İzmirli öğrencilerden dünyaca ünlü simge yapılara deprem testi!
İzmir Ekonomi Üniversitesi öğrencileri, dünya çapında 50 simge yapının maketini yaparak deprem simülasyonu gerçekleştirdi. Etkinlik büyük ilgi gördü.
İzmir Ekonomi Üniversitesi (İEÜ) İnşaat Mühendisliği ve Mimarlık Bölümü öğrencileri, hem İzmir’den hem de dünyadan simgeleşmiş 50 yapıyı ölçekli olarak modelledi ve bu yapıları sarsma tablasında test etti. Yaklaşık üç ay süren projeyle öğrenciler, depremlere karşı yapıların davranışlarını birebir analiz etti.
KONAK CAMİİ’NDEN BURJ KHALIFA’YA
Projede İzmir’in önemli yapılarından Konak Camii, Hilton Oteli ve Toprak Mahsulleri Ofisi gibi binaların yanı sıra ABD’deki The Chrysler Building, Empire State ve Transamerica Pyramid, Dubai’deki Burj Khalifa ve Tayvan’daki Taipei 101 gibi yapılar da yer aldı. Öğrenciler, bu yapıların üç boyutlu ölçümlerini yaparak titizlikle maketlerini oluşturdu.

====

Verilen görev A ::
Deprem testi haberinde İzmir'den adı geçen yapıları sıralayın.
Verilen görev B ::
Deprem testi haberine göre öğrencilerin projesi ne kadar sürdü?
Verilen görev C ::
Deprem testi haberini son cümlesinden sonra devam ettirerek birkaç cümle daha yazın.

====

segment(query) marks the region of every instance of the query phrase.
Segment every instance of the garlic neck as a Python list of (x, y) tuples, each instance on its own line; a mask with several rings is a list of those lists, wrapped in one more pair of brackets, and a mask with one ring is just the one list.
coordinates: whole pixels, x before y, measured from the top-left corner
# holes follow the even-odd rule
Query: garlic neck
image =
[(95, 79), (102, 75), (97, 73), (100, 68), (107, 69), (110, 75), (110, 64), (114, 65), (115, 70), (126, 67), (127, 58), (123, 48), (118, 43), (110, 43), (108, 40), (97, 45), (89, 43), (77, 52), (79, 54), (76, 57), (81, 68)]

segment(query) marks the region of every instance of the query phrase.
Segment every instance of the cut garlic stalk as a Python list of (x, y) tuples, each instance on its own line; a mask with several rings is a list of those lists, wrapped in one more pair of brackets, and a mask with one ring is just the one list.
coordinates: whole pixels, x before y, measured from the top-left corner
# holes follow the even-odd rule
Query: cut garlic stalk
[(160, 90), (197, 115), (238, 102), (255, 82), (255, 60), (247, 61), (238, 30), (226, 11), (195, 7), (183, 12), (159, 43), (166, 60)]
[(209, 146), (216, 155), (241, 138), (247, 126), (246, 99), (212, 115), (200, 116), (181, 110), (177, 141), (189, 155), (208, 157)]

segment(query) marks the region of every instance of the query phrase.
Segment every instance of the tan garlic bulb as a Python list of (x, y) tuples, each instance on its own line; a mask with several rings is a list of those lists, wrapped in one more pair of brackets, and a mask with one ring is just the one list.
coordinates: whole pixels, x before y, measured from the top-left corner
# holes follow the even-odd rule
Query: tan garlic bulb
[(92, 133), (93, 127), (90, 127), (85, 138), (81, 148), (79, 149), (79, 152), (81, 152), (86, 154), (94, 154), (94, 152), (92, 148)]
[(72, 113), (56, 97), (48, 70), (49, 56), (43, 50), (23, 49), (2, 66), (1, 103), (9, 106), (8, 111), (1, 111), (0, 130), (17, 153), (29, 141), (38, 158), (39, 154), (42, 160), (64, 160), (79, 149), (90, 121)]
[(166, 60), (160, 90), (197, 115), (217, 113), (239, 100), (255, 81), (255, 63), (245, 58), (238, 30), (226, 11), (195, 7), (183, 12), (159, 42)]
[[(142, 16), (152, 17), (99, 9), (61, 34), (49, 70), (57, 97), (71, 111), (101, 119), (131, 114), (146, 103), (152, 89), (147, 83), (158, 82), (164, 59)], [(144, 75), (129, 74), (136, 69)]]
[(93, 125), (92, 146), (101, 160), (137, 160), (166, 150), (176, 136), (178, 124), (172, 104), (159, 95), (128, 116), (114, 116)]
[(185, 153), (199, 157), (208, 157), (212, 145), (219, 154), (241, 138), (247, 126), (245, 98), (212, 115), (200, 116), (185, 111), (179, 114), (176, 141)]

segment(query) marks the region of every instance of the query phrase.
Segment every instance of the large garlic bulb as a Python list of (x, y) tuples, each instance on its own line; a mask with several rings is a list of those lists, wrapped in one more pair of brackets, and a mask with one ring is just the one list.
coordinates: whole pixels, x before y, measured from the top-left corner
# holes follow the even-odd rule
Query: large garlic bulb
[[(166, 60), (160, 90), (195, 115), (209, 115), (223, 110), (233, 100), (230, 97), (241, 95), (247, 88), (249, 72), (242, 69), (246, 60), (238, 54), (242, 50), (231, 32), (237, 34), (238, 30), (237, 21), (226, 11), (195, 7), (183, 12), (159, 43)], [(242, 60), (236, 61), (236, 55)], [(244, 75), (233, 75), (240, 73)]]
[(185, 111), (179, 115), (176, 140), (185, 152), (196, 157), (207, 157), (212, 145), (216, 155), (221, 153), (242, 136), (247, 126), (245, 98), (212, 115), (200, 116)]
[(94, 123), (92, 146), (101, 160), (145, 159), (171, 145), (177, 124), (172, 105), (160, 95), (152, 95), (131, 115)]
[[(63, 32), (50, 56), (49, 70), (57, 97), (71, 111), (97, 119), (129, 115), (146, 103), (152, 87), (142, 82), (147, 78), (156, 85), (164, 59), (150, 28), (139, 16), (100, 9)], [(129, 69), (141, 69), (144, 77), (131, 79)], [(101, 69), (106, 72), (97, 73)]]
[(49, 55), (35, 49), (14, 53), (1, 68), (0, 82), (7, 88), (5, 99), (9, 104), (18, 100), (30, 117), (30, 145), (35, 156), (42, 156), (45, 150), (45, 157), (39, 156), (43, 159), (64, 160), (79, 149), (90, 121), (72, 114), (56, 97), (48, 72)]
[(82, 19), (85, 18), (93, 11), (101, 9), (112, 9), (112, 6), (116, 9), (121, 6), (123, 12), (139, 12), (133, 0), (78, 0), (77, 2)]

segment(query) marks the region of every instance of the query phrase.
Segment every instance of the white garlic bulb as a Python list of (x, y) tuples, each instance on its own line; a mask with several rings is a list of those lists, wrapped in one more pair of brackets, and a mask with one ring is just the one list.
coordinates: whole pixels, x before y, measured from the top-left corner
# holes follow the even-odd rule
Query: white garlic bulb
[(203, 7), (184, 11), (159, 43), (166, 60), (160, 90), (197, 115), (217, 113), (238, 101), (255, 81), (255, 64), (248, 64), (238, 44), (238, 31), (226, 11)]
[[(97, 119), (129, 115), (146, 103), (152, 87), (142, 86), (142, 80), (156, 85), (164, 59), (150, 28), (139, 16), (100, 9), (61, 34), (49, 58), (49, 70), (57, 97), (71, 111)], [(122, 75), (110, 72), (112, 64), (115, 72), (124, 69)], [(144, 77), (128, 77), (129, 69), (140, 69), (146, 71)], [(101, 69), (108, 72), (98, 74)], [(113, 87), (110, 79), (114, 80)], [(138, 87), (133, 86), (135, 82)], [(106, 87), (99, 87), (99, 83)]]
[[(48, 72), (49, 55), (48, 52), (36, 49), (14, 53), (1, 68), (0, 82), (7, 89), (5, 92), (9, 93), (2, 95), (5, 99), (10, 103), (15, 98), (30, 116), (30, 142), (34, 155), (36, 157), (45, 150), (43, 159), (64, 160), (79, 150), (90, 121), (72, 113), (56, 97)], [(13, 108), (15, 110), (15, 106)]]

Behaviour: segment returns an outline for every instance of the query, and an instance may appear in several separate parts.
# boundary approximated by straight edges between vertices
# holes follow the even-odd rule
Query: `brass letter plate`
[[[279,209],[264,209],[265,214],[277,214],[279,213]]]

====

Yazılı cevap A ::
Konak Camii, Hilton Oteli, Toprak Mahsulleri Ofisi

Yazılı cevap B ::
Yaklaşık üç ay.

Yazılı cevap C ::
SARSMA TABLOSUNDA DEPREM SENARYOSU
Öğrenciler maketlerin altına kendi tasarladıkları “sarsma tablosu” yerleştirerek, her binanın deprem anındaki davranışını gözlemledi. Bu simülasyonla yapı sistemlerinin dayanıklılığı test edilirken, farklı yapı türlerinin sarsıntıya verdiği tepkiler gözlemlendi.
90 ÖĞRENCİDEN PROFESYONEL ANALİZ
İEÜ İnşaat Mühendisliği ve Mimarlık Bölümü’nde öğrenim gören 90 öğrenci, “Mühendislik Mekaniği II: Dinamik” ve “Dinamik ve Yapısal Analiz” dersleri kapsamında yürütülen çalışmalarda gerçek bir mühendis ve mimar titizliğiyle ilerledi. Her grup hazırladıkları projeleri rapor haline getirerek öğretim üyelerine sundu.
KAMPÜSTE SERGİLENDİ
Öğrencilerin hazırladığı maketler ve elde ettikleri veriler, İEÜ kampüsünde düzenlenen özel bir sergiyle ziyaretçilere sunuldu. Etkinlikte, yapı sistemlerinin deprem karşısındaki tepkilerini birebir gözlemleme fırsatı bulan ziyaretçiler, genç mühendis ve mimar adaylarının çalışmalarına tam not verdi.
“YETKİNLİKLERİ ARTTI”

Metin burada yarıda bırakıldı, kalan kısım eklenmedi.